PROBLEM TO WORK ON. Add 122 to each coordinate value in the material below, from its first line through the line that contains "0, 76, 356, 120". Write out every line in that span, with all other text left unchanged.

--- start of RECORDS TO PROCESS ---

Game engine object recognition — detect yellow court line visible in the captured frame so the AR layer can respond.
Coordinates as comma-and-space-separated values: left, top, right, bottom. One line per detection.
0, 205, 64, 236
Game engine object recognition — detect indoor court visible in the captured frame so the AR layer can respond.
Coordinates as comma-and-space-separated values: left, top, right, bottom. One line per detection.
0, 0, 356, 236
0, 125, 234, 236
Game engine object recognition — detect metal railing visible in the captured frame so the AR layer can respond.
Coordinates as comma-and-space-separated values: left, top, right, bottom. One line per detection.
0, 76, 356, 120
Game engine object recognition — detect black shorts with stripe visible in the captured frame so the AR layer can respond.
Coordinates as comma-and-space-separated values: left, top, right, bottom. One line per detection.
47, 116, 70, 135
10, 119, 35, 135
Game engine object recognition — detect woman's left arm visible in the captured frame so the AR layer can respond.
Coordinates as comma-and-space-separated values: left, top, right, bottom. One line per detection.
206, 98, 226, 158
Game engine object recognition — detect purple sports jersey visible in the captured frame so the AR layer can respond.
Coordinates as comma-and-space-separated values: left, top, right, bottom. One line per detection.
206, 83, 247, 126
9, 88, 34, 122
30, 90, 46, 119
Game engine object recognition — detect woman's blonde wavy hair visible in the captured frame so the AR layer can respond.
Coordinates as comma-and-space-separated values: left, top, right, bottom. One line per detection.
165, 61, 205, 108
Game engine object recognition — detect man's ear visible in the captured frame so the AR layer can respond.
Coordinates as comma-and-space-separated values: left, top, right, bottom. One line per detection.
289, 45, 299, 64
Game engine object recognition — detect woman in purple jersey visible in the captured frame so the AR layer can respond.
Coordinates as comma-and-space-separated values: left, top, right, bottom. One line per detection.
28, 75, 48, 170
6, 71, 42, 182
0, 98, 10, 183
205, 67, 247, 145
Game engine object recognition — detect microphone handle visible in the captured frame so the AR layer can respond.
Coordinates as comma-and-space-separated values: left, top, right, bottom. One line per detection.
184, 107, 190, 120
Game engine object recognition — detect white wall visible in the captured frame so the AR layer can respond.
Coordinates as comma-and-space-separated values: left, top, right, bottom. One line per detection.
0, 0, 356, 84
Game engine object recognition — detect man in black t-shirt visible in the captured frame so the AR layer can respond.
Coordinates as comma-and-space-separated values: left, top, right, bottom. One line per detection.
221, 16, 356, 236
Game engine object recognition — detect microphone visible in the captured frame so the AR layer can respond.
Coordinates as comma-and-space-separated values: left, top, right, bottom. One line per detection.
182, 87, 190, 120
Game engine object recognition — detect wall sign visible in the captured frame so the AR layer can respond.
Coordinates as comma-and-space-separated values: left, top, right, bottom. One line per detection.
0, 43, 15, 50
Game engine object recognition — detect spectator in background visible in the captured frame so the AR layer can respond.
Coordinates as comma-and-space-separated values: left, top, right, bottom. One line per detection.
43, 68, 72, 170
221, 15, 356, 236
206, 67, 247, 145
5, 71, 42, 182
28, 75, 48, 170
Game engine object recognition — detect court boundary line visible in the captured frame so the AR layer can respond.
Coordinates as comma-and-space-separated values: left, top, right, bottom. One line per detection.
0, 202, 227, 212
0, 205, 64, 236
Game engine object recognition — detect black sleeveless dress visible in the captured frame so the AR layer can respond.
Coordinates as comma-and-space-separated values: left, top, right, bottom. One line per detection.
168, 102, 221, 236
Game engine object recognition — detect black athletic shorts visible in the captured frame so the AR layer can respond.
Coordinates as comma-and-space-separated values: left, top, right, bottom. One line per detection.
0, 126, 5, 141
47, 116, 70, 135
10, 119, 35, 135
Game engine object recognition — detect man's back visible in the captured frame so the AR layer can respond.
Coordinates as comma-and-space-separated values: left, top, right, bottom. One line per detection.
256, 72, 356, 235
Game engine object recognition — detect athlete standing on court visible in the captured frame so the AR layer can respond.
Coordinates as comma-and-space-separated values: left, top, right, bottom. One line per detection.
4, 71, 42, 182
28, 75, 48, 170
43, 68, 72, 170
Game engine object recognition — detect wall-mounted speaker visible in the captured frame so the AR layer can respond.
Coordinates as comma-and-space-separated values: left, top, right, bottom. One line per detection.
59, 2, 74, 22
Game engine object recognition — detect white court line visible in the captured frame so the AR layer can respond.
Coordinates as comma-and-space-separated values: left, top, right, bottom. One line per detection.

--- end of RECORDS TO PROCESS ---

FINAL ANSWER.
Game engine object recognition — detect yellow court line visible in the captured frame so the AR layer can respond.
Coordinates as comma-and-space-separated values: left, top, right, bottom. One line per detection.
122, 327, 186, 358
Game engine object recognition — detect indoor court visible in the captured frame so the AR layer can respond.
Coordinates as comma-and-space-separated values: left, top, right, bottom. One line per detection.
122, 122, 478, 358
122, 247, 356, 358
Game engine object recognition — detect metal railing visible in the captured frame so the AR layer can respond.
Coordinates as comma-and-space-separated values: left, top, right, bottom. One line per detection.
122, 198, 478, 242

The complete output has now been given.